**Your task:**
A faithful copy of every entry, with the pictures removed, is what is needed here.

**Saved entries:**
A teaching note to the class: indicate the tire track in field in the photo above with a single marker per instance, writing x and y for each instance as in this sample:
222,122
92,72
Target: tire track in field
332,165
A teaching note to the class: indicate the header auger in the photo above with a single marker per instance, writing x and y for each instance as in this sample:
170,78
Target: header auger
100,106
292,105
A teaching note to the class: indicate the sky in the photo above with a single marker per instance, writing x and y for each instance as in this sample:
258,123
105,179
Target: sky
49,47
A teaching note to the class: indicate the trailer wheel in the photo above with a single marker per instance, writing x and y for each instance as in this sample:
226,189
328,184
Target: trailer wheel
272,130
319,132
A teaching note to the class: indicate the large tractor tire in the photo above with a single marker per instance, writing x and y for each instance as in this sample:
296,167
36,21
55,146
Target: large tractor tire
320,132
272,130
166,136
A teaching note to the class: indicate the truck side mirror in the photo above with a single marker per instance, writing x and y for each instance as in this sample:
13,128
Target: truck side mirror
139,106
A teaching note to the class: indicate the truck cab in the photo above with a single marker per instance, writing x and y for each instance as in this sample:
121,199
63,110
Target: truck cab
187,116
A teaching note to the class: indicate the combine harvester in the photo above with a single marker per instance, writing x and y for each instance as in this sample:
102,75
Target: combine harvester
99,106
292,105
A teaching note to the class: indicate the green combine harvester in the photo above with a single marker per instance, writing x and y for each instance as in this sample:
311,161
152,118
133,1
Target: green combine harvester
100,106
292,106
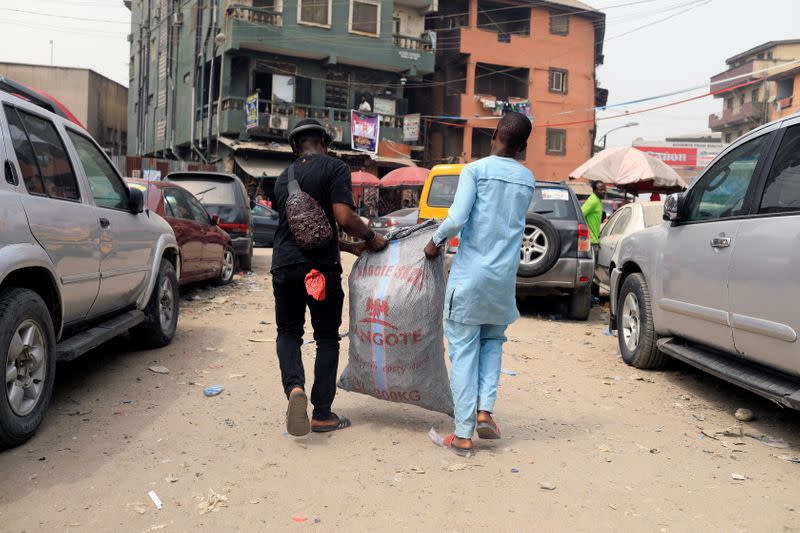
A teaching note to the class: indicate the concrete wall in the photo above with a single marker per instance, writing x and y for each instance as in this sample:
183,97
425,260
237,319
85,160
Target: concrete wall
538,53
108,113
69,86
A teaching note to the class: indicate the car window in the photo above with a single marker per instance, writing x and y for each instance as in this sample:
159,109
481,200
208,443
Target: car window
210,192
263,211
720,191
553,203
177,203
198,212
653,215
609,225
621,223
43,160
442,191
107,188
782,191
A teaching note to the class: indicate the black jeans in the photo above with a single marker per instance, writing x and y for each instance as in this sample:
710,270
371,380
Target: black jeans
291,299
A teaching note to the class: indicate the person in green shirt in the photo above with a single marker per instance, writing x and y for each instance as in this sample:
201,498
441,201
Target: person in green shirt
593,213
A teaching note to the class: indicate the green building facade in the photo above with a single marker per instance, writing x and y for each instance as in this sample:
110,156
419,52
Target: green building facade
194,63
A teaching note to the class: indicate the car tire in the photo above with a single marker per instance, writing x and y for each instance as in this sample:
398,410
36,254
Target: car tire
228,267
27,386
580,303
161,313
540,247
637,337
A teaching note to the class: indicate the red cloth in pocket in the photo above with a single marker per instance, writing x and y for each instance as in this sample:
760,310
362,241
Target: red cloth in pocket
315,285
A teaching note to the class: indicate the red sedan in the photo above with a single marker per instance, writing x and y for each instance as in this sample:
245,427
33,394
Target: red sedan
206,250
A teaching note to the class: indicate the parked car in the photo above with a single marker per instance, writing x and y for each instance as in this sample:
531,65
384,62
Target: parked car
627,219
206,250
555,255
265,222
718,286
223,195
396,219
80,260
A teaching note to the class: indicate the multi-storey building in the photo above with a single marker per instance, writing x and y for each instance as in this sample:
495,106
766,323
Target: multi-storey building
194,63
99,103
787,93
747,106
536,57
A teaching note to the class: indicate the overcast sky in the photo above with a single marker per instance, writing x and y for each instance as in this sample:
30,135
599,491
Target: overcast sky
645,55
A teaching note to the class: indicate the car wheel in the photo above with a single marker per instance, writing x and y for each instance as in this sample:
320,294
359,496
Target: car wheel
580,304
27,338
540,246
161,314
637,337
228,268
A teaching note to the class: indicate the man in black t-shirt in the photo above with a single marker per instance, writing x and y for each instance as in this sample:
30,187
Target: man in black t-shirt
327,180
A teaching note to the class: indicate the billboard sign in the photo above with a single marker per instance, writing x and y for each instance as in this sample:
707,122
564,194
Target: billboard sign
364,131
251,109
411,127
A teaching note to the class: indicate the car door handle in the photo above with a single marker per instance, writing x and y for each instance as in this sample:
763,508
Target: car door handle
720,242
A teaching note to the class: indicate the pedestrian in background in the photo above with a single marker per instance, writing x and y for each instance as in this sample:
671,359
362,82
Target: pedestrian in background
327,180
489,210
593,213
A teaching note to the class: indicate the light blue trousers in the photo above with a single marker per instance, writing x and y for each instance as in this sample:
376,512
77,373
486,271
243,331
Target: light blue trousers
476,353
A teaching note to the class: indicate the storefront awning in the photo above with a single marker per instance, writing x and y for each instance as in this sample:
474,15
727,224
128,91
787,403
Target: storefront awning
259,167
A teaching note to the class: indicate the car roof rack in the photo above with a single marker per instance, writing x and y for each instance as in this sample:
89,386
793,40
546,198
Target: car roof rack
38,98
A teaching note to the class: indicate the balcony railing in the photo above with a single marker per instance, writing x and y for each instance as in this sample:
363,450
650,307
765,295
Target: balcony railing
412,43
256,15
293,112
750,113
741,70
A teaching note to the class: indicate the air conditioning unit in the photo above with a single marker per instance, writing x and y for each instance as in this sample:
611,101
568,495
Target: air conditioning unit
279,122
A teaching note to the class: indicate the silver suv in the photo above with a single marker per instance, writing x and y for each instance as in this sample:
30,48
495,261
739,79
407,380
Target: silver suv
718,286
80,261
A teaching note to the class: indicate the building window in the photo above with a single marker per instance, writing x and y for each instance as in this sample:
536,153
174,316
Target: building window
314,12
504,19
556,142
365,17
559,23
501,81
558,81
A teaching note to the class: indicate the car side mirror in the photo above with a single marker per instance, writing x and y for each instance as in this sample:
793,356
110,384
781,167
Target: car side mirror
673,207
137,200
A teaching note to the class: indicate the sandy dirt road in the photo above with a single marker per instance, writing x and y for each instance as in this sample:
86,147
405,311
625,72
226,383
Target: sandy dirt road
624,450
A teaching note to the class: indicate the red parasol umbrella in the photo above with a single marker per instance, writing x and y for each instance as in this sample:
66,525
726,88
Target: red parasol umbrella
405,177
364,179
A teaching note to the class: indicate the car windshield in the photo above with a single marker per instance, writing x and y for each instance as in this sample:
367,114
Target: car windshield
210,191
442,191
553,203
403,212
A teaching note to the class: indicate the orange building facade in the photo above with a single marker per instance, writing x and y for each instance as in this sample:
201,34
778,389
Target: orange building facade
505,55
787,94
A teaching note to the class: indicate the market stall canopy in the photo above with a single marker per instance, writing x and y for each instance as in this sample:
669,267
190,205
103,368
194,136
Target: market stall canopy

**Result of the task:**
A teaching note to the class: indicate the tire track in field in the photo above with a single marker per instance, writing x and y for each instance as in this sample:
222,122
92,72
Target: tire track in field
332,165
A teaching note to the class: indicate the header auger in the photo above with a single marker per instance, writing x and y for each instance as in this sample:
170,78
Target: header auger
100,106
292,105
A teaching note to the class: indicate the sky in the photo above with a single marker per instance, writing x and y for each instance as in this sample:
258,123
105,179
Target: sky
49,47
A teaching note to the class: indicate the trailer wheel in the photo above with a single marker per instance, writing x and y for each instance as in this sample:
226,189
328,184
Target: trailer wheel
272,130
319,132
A teaching note to the class: indicate the large tractor tire in the photo above with a single marker per instance, writing x and y for each instance as in this sample:
296,167
36,21
55,146
Target: large tractor tire
320,132
272,130
166,136
A teaching note to the class: indicate the truck side mirror in the photo above with a single marker per instance, writing x and y for each instance as in this sample:
13,128
Target: truck side mirror
139,106
A teaching note to the class: indicate the truck cab in the photo above with a single marker per instance, writing x and y for each instance as in this sample:
121,199
63,110
Target: truck cab
187,116
A teaching note to the class: indicate the combine harvester in the photo above with a single marker per instance, writing x and y for each instance as in this sample:
102,75
Target: combine harvester
99,106
292,105
A teaching note to the class: indicate the green combine harvester in the photo above with a single marker per instance, writing x and y for each instance as in this sample:
311,161
152,118
133,1
Target: green combine harvester
100,106
292,106
A teaching note to the class: indicate the concrete wall in the photo above with a single marker per instance, writing x and y for each instance as in this sample:
183,97
425,260
237,319
85,160
Target: concrete wall
538,53
108,113
69,86
A teaching note to the class: indicate the car window in the photo above with a single marker per instance, writing x and y for each instance as in this sample:
159,109
481,200
208,443
Target: car window
210,192
263,211
720,191
553,203
177,203
198,212
653,215
609,225
621,223
43,160
442,191
107,188
782,191
A teaching note to the class: indicate the black jeans in the photo above with a single marker per instance, writing x and y for each instance as in this sample:
710,270
371,380
Target: black jeans
291,299
A teaching note to the class: indicate the person in green shirt in the photo above with a single marker per instance, writing x and y for each instance as in this sample:
201,498
441,201
Target: person in green shirt
593,213
A teaching note to the class: indicate the green building facade in the photo above with a single marker per instance, writing x and y for each instance as in this sample:
110,156
419,52
Target: green building facade
194,63
A teaching note to the class: indicate the car tire in the photo above with a single marker per instance, writing x and y for each instance as in this sample:
398,410
36,254
Target: car tire
228,267
27,386
580,303
161,313
540,247
637,337
A teaching note to the class: indicate the red cloth in pocket in the photo above with a single marker per instance, writing x and y for each instance as in this sample:
760,310
362,241
Target: red cloth in pocket
315,285
A teaching note to the class: indicate the red sedan in the photo above with a single marker per instance, writing x and y for each instance as in this sample:
245,427
33,394
Target: red sedan
206,250
A teaching note to the class: indicate the parked car in the photo above with a single marker per instance, writing x and y for each instance as in this sample:
531,65
384,62
Target: parked car
627,219
206,250
555,255
265,222
718,286
223,195
396,219
80,260
A teaching note to the class: indicate the multi-storey building in the photo above with a single marker per instance, writing x and y for each instance as in this sample:
495,106
766,323
Target: multi-storey building
194,63
99,103
787,93
747,106
536,57
A teaching note to the class: indicate the overcast sky in the photo above with a single marker per instance, writing x and y for each instance as in this sample:
30,135
599,491
Target: overcast sky
645,55
A teaching note to the class: indicate the car wheel in the photo above with a single marker per instance, writing x and y for each instance as in this sample:
320,294
359,496
Target: car wheel
580,304
27,338
540,246
161,314
637,337
228,268
A teaching note to the class: indicate the man in black t-shirt in the photo above with a single marker per instance, writing x and y for each instance as in this sample:
30,187
Target: man in black t-shirt
327,180
A teaching note to the class: indicate the billboard sign in the photo above with a single marker per instance, writing x and y for each instance as in this sample:
707,122
564,194
Target: billboard sign
364,131
251,109
411,127
A teaching note to the class: indicate the car door handle in the photo above with a single marker per instance, writing x and y for each instance as in this sample:
763,508
Target: car door handle
720,242
A teaching note to the class: indicate the pedestrian in background in the photo above with a single marker per instance, writing x and y for each instance as in this sample:
671,359
362,82
Target: pedestrian in background
327,180
489,210
593,213
A teaching note to the class: indicate the light blue trousers in the photo above with a single marker per instance, writing x and y for each instance as in this sample:
376,512
77,373
486,271
243,331
Target: light blue trousers
476,353
A teaching note to the class: indicate the storefront awning in the photo above with a single marker per instance, writing x and y for each instance as in this sample:
474,15
727,224
128,91
787,403
Target: storefront awning
259,167
A teaching note to the class: indicate the car roof rack in the photo above with a single marker per instance, writing x and y for each instance as in this sample:
89,386
793,40
546,198
Target: car roof rack
38,98
A teaching note to the class: indicate the balcony railing in the photo above with a single marker per instance, writing x and y for each instance as in this sample:
363,450
650,307
765,295
Target: balcony railing
412,43
256,15
293,112
750,113
741,70
A teaching note to the class: indicate the air conditioning unit in the photo above with a single marker per instance, writing x and y for each instance as in this sample:
611,101
568,495
Target: air conditioning unit
279,122
A teaching note to the class: indicate the silver suv in the photo above with a single marker per instance, writing x and y for each instance as in this sample:
30,48
495,261
739,79
407,380
Target: silver suv
718,286
80,261
A teaching note to the class: indicate the building window in the photo above with a single marker per instance, writing x and y for each instance as in this sample:
536,153
174,316
Target: building window
314,12
504,19
556,142
365,17
559,23
501,81
558,81
A teaching note to the class: indicate the car side mirror in the photo above with a single marker per instance, writing x and y for each instance as in this sample:
793,356
110,384
781,167
Target: car side mirror
673,207
137,200
A teaching note to the class: indicate the sandy dirt road in the photo above with a single marker per instance, writing x and y for each instance as in this sample:
86,147
405,311
625,72
226,383
Target: sandy dirt road
624,450
A teaching note to the class: indicate the red parasol umbrella in the photo above with a single marker per instance, writing x and y for each instance as in this sample:
66,525
726,88
Target: red parasol umbrella
405,177
364,179
A teaching note to the class: indicate the car windshield in the photo above with a single marker per instance, writing x and y for each instance as in this sample:
367,114
Target: car windshield
210,191
442,191
553,203
403,212
A teaching note to the class: indicate the orange building facade in the photo above with a single marker per instance, writing x and y for each instance as in this sample:
201,34
778,389
Target: orange building facade
505,55
787,94
A teaching note to the class: indicate the market stall canopy in the photo above with a single marker per instance, writing x and y for each instance as in this sample:
669,267
190,205
103,368
194,136
Target: market stall canopy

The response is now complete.